*** Raw data
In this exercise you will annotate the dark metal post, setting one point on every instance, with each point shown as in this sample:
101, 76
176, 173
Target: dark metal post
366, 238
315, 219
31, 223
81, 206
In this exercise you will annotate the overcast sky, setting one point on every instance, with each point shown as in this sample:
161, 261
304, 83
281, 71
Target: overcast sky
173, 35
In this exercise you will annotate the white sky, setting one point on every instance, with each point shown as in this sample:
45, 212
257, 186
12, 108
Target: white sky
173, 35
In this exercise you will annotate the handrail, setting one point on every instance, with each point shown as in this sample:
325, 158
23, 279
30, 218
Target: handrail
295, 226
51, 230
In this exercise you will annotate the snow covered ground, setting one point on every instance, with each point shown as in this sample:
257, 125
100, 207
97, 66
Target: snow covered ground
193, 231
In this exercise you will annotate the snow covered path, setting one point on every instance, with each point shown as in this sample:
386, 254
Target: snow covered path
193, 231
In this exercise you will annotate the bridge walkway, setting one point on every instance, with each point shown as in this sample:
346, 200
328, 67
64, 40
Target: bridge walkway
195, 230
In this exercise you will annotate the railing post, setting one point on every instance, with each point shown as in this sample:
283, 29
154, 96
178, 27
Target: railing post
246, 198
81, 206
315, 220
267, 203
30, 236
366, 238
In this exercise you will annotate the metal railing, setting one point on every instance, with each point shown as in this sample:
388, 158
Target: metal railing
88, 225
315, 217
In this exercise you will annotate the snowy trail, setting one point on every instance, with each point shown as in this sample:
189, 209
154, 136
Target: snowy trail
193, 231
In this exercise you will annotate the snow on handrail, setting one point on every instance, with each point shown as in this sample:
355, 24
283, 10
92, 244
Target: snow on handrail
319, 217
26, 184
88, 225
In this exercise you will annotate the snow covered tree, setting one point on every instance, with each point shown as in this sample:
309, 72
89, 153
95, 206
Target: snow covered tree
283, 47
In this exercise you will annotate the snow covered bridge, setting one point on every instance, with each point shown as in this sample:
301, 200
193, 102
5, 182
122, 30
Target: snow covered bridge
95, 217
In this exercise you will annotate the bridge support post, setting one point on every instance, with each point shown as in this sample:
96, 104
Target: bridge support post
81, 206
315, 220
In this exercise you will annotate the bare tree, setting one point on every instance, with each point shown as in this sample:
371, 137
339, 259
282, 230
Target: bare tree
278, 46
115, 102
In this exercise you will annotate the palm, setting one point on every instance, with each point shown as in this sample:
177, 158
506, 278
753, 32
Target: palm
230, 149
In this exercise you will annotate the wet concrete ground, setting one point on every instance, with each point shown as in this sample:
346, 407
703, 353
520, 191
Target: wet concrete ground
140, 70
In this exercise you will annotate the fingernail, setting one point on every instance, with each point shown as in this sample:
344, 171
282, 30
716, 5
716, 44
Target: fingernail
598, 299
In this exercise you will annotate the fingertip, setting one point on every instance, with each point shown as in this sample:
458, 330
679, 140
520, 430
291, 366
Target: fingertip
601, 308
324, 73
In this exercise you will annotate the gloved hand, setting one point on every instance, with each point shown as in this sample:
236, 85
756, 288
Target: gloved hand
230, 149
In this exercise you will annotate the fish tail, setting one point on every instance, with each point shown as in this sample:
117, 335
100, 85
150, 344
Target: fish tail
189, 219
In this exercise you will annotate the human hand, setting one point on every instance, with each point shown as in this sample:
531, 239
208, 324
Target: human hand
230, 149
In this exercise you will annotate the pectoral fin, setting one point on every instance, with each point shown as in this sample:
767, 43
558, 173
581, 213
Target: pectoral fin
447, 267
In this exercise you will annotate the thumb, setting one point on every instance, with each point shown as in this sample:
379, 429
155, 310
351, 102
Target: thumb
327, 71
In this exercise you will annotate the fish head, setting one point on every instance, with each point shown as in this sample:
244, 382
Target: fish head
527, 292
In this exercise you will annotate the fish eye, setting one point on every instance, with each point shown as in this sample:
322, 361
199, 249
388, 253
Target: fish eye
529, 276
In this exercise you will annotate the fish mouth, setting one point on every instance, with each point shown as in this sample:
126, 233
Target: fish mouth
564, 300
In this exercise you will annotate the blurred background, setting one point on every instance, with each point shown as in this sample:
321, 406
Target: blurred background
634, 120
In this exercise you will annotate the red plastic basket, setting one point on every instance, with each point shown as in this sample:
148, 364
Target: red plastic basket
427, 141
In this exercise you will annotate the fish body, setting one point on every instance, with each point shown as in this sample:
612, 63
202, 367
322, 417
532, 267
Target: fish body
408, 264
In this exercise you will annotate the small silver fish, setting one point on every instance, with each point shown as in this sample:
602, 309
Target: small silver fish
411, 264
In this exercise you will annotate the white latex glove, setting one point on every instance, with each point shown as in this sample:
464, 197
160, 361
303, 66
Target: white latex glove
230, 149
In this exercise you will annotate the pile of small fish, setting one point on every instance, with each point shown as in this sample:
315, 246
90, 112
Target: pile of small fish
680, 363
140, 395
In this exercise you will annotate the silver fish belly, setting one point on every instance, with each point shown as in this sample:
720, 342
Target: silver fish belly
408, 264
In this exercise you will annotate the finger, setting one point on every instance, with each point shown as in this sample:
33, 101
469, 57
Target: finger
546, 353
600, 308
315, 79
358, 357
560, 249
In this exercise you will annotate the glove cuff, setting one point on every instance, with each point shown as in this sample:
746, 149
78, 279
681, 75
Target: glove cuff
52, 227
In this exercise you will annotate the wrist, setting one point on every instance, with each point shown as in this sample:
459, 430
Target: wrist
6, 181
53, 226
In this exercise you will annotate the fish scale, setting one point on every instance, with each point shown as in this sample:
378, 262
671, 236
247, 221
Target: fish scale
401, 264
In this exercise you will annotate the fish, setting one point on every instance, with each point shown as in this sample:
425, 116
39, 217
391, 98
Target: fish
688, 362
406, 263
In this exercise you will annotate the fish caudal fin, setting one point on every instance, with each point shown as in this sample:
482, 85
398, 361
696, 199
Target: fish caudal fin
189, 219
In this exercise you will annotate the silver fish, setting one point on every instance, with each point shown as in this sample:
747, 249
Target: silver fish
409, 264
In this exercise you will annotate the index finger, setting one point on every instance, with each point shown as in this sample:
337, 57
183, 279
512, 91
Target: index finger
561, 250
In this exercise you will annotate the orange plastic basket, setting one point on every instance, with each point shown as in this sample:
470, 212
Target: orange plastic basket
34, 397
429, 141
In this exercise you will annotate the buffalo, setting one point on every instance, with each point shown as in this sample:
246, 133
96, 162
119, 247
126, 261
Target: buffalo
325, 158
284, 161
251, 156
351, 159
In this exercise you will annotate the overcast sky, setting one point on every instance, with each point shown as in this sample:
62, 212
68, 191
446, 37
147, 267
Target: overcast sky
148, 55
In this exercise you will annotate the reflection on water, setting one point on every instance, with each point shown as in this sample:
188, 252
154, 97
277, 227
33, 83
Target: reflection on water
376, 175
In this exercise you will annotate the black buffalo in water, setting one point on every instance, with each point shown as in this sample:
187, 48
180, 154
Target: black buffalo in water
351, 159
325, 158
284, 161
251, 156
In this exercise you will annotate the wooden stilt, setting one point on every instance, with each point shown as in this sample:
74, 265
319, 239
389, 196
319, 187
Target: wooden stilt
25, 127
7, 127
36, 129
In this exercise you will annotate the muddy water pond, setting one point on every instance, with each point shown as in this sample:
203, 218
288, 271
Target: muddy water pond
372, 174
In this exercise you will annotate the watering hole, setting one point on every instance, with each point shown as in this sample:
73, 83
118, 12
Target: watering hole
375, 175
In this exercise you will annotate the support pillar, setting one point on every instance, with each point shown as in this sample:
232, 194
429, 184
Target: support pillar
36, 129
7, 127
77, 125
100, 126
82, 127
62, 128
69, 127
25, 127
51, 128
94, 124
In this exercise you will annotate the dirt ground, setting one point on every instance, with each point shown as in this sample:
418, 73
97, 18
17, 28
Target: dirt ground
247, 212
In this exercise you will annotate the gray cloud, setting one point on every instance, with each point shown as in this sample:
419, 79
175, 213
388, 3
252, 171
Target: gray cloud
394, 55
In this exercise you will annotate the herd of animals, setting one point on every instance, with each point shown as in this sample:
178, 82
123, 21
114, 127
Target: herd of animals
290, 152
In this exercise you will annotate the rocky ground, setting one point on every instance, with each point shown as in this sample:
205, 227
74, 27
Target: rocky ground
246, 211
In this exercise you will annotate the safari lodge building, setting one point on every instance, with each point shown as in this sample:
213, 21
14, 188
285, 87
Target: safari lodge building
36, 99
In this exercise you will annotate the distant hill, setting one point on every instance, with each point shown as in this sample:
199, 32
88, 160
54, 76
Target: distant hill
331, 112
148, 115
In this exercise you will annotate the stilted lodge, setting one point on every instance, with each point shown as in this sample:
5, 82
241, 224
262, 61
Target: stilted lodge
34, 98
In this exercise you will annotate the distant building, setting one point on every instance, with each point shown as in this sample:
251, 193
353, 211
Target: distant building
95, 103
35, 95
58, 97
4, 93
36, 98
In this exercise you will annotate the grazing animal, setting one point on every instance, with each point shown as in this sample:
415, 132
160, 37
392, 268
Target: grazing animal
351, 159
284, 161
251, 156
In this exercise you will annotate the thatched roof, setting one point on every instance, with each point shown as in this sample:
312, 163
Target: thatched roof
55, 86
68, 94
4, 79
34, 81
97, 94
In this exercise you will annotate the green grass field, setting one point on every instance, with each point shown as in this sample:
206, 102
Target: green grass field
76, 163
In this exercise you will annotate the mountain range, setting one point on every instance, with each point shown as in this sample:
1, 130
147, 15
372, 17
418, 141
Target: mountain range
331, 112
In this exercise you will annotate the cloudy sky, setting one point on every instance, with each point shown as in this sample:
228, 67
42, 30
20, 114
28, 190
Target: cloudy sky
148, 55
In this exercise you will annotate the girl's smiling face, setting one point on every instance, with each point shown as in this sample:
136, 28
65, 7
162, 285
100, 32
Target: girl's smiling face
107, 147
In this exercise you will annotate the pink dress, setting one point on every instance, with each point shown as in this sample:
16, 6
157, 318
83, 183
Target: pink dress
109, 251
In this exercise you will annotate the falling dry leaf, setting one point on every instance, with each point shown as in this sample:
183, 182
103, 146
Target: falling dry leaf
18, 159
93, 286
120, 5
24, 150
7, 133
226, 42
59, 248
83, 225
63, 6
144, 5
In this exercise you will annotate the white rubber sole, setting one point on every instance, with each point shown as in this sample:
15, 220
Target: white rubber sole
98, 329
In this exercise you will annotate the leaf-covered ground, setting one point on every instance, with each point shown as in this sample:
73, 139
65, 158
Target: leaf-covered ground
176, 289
******
Write out again, unchanged, every line from the line containing "In this exercise you will annotate the cloudy" to the final line of the material above.

> **The solution**:
In this exercise you will annotate the cloudy sky, setting one point on every instance, with each point shown as in this sample:
228, 67
42, 30
20, 114
28, 190
Target: cloudy sky
148, 55
In this exercise you will annotate the girl's smiling face, setting one point on every instance, with each point shown as in this sample:
136, 28
65, 7
162, 285
100, 32
Target: girl's smiling face
107, 147
In this exercise you will annotate the pink dress, setting one point on every instance, with each point shown as in this sample:
16, 6
157, 318
83, 183
Target: pink dress
109, 251
In this exercise you will annotate the falling dry leaf, setting one point on every instance, with each point shown as in this sample:
183, 182
103, 146
Target: falling dry leaf
18, 159
93, 286
120, 5
24, 150
7, 133
226, 42
59, 248
83, 225
63, 6
144, 5
In this exercise you will annotate the white rubber sole, setting one point on every instance, with each point shown as in this sample:
15, 220
Target: white rubber sole
98, 329
In this exercise you will annotate the leaf-covered ground, setting one point on every instance, with each point shown as in this sample:
73, 139
65, 158
Target: leaf-covered ground
176, 289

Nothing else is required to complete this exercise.